Provided entries:

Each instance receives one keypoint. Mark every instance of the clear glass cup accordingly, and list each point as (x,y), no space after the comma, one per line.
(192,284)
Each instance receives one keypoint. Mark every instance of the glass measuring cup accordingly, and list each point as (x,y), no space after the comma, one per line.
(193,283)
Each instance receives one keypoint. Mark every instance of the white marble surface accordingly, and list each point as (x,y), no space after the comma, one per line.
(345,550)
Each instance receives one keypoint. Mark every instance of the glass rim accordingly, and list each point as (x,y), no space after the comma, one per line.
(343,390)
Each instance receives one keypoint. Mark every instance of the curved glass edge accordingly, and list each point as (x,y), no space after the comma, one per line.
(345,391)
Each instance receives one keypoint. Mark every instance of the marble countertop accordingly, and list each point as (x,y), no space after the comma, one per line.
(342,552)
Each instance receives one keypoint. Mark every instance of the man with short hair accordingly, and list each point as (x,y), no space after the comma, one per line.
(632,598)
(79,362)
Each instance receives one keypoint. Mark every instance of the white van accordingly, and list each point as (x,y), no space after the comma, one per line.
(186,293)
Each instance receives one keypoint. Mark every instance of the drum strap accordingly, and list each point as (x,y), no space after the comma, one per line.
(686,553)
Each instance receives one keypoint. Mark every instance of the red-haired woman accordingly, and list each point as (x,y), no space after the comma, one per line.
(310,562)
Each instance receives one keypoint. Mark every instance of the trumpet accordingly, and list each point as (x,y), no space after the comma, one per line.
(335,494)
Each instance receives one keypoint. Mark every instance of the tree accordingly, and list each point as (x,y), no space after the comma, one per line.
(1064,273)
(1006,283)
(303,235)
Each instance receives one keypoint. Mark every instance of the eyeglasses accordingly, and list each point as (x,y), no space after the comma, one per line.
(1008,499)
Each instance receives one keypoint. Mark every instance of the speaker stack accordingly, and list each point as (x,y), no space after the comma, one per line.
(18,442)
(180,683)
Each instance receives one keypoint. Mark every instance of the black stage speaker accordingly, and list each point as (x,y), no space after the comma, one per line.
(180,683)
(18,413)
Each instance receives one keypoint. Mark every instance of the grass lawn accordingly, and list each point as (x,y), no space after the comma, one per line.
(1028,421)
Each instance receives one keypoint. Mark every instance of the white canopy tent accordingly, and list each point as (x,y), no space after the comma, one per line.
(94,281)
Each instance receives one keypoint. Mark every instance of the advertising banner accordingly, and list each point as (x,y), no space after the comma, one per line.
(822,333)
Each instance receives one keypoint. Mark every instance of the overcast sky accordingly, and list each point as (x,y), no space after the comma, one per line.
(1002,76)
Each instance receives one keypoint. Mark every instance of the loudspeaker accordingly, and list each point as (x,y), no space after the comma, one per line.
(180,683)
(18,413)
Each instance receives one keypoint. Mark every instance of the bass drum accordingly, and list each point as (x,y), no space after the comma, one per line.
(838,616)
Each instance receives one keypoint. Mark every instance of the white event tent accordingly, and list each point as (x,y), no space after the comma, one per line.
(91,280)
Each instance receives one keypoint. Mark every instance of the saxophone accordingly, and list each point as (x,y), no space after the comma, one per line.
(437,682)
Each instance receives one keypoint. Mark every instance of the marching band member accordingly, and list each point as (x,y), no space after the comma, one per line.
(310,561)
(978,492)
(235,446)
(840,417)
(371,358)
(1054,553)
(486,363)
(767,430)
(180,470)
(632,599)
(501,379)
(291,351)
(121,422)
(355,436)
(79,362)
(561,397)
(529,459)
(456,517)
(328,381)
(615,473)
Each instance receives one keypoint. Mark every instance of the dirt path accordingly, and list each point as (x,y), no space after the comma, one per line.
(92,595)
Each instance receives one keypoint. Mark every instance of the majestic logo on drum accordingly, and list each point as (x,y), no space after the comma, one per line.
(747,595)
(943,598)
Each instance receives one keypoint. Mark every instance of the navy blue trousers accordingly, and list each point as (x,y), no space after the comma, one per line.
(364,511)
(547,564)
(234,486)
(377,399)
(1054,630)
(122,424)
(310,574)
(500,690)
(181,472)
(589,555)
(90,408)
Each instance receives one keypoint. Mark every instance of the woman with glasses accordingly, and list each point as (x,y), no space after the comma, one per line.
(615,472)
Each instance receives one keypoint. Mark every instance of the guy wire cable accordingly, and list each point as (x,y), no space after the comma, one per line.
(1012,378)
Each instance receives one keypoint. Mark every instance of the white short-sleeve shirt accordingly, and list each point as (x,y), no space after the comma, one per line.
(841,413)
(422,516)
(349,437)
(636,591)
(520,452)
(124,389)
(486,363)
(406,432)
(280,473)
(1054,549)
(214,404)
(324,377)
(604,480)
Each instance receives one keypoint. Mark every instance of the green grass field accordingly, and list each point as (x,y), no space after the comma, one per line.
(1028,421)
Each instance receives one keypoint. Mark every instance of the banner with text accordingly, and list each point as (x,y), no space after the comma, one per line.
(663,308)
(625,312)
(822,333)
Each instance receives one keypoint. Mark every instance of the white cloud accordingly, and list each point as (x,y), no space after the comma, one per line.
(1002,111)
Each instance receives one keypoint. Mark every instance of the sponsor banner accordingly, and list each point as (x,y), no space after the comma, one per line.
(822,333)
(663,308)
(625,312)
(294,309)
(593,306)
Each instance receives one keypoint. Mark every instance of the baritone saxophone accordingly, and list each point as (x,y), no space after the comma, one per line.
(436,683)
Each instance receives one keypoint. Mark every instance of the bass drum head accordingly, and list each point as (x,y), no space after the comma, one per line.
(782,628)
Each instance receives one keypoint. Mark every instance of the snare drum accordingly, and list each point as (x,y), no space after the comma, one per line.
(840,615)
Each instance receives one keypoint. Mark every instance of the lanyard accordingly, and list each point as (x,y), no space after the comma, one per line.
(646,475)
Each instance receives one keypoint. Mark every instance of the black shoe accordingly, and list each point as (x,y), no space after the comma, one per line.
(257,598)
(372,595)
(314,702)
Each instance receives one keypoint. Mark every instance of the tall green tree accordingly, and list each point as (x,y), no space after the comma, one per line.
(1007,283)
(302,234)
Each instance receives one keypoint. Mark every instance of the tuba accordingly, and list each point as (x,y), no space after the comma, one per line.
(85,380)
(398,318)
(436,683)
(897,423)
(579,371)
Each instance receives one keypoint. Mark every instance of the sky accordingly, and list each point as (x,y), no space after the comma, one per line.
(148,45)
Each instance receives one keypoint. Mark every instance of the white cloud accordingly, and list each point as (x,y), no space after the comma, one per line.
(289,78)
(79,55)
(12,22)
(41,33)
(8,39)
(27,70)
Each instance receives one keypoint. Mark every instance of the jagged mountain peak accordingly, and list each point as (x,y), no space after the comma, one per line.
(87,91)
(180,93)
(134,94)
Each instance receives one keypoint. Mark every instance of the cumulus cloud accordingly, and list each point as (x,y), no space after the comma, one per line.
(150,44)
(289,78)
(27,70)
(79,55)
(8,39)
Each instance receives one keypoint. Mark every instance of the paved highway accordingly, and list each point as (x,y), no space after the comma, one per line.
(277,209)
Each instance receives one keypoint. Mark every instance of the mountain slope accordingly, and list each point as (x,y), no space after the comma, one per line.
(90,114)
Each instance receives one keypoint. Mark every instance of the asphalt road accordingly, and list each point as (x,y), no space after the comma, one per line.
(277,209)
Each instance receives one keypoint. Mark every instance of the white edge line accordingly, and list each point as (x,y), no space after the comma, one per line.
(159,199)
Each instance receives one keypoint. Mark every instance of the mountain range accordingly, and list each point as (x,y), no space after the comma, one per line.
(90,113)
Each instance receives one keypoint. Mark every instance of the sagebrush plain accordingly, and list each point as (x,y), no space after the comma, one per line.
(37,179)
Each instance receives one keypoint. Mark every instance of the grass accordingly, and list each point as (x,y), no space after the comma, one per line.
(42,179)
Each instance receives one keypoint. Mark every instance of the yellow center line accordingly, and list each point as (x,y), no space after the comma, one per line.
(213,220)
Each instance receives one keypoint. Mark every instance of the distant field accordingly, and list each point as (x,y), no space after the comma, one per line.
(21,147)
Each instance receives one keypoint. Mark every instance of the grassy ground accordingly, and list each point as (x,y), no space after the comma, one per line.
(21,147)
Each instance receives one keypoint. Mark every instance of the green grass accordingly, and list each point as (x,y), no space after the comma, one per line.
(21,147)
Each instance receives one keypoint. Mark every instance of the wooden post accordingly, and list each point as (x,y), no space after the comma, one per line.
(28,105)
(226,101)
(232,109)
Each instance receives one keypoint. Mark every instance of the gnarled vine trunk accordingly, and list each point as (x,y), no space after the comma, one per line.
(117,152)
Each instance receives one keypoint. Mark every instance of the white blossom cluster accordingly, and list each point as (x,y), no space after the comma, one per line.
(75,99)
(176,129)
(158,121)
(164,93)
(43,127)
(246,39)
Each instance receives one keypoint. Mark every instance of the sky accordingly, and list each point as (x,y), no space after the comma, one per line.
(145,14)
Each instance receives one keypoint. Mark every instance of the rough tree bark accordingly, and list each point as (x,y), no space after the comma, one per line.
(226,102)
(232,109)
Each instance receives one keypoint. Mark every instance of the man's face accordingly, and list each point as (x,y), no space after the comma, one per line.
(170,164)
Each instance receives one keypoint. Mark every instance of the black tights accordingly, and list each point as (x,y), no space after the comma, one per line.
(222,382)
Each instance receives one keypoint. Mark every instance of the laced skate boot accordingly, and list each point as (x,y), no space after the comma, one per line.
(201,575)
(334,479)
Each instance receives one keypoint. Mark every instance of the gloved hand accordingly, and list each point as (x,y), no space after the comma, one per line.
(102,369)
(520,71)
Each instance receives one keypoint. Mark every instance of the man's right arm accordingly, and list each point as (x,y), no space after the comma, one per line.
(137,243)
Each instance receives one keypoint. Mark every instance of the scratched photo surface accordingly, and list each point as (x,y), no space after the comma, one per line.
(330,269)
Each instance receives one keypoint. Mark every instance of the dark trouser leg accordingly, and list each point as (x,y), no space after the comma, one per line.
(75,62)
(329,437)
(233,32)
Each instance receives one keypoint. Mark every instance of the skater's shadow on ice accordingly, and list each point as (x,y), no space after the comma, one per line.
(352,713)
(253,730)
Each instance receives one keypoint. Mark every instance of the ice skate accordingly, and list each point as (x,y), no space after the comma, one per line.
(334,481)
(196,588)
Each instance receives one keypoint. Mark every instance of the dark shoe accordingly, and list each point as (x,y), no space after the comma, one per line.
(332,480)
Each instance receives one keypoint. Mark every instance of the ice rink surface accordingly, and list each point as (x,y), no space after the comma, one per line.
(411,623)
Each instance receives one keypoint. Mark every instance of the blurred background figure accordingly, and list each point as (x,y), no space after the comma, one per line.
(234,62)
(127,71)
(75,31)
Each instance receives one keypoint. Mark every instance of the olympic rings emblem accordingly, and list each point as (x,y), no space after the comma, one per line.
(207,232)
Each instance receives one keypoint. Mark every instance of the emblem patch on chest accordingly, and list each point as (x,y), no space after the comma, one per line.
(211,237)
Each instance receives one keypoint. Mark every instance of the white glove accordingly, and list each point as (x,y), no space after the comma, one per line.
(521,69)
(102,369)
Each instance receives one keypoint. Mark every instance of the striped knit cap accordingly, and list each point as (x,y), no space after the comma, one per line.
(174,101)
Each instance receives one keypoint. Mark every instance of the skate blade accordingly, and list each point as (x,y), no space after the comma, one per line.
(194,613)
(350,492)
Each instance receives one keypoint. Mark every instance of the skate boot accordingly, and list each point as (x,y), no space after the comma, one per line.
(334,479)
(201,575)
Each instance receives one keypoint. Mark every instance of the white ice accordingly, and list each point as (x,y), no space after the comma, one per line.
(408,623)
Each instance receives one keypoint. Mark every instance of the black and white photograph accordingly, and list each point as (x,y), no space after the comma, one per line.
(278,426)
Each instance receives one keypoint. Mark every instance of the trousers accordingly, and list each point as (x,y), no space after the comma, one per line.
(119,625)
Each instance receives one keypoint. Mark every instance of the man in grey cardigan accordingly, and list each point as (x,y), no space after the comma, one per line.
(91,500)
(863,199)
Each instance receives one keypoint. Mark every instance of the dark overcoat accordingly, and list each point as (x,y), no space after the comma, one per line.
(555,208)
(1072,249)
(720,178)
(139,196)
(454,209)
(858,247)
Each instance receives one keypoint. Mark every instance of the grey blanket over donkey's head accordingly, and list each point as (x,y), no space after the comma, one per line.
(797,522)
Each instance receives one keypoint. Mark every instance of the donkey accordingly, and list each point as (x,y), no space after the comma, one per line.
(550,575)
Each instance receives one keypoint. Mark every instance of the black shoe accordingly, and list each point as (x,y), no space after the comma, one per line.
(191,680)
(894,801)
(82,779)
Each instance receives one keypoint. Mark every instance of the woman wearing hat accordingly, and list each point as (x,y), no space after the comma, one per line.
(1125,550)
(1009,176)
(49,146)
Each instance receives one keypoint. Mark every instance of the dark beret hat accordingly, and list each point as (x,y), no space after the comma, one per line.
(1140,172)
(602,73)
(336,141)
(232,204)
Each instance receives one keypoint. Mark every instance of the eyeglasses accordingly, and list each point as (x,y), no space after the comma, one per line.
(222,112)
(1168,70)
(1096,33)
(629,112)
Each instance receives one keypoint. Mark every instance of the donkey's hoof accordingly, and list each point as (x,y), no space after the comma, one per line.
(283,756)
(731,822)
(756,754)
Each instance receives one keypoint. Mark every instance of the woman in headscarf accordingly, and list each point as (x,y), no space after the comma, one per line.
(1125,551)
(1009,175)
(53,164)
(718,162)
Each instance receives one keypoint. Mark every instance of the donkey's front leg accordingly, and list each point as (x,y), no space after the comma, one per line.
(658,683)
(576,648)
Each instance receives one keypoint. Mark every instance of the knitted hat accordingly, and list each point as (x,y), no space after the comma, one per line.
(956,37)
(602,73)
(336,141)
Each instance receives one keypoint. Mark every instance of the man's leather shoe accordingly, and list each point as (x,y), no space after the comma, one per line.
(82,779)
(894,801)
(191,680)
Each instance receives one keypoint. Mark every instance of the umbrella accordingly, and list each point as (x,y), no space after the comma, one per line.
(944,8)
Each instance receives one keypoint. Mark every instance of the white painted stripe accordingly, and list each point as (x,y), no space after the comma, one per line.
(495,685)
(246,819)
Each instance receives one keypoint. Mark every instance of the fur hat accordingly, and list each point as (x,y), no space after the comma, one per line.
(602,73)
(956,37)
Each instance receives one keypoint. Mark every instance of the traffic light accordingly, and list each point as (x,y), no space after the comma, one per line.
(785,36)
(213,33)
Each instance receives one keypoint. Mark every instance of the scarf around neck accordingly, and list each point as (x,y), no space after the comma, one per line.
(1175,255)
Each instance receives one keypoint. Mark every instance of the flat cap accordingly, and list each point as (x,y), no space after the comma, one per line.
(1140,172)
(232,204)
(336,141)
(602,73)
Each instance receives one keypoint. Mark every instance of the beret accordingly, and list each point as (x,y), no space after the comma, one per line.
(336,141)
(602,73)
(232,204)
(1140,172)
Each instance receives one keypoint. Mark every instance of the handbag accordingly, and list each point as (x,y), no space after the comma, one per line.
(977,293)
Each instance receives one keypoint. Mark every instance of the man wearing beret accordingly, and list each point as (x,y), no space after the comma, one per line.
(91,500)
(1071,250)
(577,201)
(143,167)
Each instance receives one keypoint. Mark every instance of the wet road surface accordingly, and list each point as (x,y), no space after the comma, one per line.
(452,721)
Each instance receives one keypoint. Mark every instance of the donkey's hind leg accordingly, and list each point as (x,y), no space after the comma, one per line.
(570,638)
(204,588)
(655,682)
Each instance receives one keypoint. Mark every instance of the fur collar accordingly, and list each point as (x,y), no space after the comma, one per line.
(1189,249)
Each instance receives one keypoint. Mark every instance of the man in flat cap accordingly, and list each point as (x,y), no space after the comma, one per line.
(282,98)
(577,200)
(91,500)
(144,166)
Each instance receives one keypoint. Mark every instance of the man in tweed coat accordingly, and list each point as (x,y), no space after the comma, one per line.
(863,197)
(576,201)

What to work on:
All lines from the line containing "of the beret" through the end of the listing above are to be duplicated exactly; include both ends and nothing further.

Answer to the exercise:
Each instance receives one keypoint. Mark every instance of the beret accordingly, and list each point as (x,y), no space after the comma, one per line.
(336,141)
(602,73)
(232,204)
(1140,172)
Each instance receives one keypoint. Mark every instance of the handbag accordingly, and list each point as (x,y), no space after the comma, one per line.
(977,293)
Each instance receives one keypoint. Mark every instance of the man wearing beret accordingly, and list each point as (x,y), no space after the comma, one per line.
(91,500)
(1071,250)
(577,201)
(143,167)
Each instance receives one keypoint. Mark every instance of the wet road surface accordingly, and list each point as (x,y), no space after the comma, one per line.
(452,721)
Each instance receives one keypoint. Mark every instance of the donkey's hind leg accordingly, and list each point as (x,y), no space after the comma, one per line.
(570,638)
(204,588)
(655,682)
Each instance receives one keypoint. Mark every instance of the fur collar accordingly, and list each point as (x,y), no space after the comma, one per line.
(1189,249)
Each instance receives one keypoint. Mark every instance of the man in flat cap accordingly, and list each point as (x,y), no space after the comma, one per line.
(282,98)
(577,200)
(91,500)
(144,166)
Each instance receives one keypoint. Mark every instance of the man in tweed coat accordingly, and list each point as (x,y), no space after the comma, one per line.
(863,197)
(576,201)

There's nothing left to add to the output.